- INSTRUCTION: Can you repeat the entries below word for word, leaving out the pictures?

Object location annotation data
········

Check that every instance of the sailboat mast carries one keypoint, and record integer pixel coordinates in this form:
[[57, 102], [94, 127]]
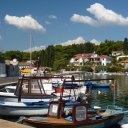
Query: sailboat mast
[[30, 51]]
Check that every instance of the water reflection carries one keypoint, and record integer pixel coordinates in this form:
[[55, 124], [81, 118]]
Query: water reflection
[[117, 95]]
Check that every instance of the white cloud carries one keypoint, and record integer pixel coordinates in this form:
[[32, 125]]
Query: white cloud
[[35, 48], [78, 40], [47, 22], [83, 19], [94, 41], [26, 22], [52, 17], [101, 15]]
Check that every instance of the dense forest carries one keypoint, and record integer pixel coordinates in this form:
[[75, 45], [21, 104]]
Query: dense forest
[[58, 56]]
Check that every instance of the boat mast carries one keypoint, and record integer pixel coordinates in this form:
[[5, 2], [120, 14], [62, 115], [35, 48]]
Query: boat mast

········

- SOLUTION:
Check that every instance of the sailboat mast carries one keypoint, and record integer pixel coordinates in this form:
[[57, 102], [94, 127]]
Query: sailboat mast
[[30, 51]]
Check that every instance of the water reflection carries one keypoint, and record integer pixel coordinates in this form:
[[55, 124], [81, 118]]
Query: water reflection
[[117, 95]]
Check that every instance of the white cloud carries one keypoint, and record integer pixel coordinates in this form:
[[32, 125]]
Query: white cloud
[[35, 48], [78, 40], [47, 22], [83, 19], [94, 41], [26, 22], [52, 17], [101, 15]]
Check that every instance of the dense forest carries one keypoint, and record integer pixel coordinates in this form:
[[75, 45], [21, 104]]
Query: dense forest
[[58, 56]]
Check that every instance of the boat mast carries one keypoint, and record integer pixel coordinates in this form:
[[5, 2], [120, 14], [62, 115], [35, 48]]
Query: boat mast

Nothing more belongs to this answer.